Exercise instructions: Copy the lines below word for word, starting at the line that contains "Expected: for every instance of the crosswalk" and ending after the line that contains "x=523 y=208".

━━━━━━━━━━

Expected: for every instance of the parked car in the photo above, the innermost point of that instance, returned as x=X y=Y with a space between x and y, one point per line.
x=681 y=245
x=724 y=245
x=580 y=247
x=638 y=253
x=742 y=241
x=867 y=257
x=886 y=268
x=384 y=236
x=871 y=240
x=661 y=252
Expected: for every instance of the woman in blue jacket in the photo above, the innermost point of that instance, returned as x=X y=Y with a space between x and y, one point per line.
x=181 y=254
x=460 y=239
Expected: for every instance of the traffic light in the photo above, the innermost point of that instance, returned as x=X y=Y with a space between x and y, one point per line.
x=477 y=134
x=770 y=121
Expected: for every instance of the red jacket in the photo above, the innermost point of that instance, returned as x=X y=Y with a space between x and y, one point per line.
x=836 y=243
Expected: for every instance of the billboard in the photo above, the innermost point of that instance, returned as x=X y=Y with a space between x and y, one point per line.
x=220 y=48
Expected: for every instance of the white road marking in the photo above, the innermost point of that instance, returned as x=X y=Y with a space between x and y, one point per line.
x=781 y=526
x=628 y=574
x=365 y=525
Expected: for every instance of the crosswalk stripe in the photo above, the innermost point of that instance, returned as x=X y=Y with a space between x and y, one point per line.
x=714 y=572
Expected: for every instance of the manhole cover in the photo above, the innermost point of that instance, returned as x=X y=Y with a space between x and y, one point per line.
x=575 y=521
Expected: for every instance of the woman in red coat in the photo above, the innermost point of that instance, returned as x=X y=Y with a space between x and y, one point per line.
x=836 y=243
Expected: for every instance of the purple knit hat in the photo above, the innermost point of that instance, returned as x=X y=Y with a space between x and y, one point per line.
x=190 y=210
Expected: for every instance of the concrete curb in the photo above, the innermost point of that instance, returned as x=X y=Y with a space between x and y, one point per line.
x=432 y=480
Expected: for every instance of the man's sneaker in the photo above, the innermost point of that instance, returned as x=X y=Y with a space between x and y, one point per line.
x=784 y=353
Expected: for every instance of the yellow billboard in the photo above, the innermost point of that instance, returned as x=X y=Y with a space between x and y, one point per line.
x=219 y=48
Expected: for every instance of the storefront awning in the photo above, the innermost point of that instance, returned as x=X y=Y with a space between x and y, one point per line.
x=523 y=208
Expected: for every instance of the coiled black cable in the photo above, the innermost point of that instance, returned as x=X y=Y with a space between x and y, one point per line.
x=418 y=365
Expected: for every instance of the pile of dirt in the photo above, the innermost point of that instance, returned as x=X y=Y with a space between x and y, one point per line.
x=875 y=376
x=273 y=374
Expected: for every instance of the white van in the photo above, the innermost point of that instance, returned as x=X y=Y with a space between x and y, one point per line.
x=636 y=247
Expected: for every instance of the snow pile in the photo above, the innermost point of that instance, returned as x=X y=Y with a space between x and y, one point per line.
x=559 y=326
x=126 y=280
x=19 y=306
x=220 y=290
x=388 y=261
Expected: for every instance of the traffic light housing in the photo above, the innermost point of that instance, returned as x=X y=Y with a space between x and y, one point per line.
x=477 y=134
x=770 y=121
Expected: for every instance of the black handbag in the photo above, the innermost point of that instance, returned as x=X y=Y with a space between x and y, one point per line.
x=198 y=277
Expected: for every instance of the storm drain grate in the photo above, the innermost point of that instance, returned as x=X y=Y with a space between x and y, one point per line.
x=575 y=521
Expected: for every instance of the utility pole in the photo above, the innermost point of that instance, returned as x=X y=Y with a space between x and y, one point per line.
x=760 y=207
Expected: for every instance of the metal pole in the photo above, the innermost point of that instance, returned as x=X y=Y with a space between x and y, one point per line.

━━━━━━━━━━

Output below:
Expected: for every instance of the crosswalk stripe in the photo above, the innermost point of that instance, returned as x=X y=Y with a space between x and y, one point per line.
x=714 y=572
Expected: for every instance of the manhole cover in the photo above, the innermost point of that instance, returned as x=X y=Y with a space between x and y, one point per line.
x=575 y=521
Expected: for every instance of the woman in red coat in the photo above, the innermost point of that instance, returned as x=X y=Y with a space between x and y, one point per line.
x=836 y=243
Expected: for every instance of the purple knit hat in the photo above, the innermost point of that instance, returned as x=X y=Y with a space between x and y, one point per line.
x=190 y=210
Expected: for every instance of the concrete curb in the photo above, the innermost point of that instance, returned as x=X y=Y with a space between x and y, one point per line.
x=432 y=480
Expected: for every instance of the man's sneaker in the photo above, the innermost point of that instance, returned as x=X y=Y with a space between x and y, one point per line.
x=784 y=353
Expected: for every instance of the yellow billboard in the photo above, the innermost point of that instance, returned as x=X y=Y with a space between x and y, one point per line.
x=219 y=48
Expected: for every instance of the storefront awning in the photo above, the innermost point of that instance, returned as x=X y=Y with a space between x and y, one point per line.
x=523 y=208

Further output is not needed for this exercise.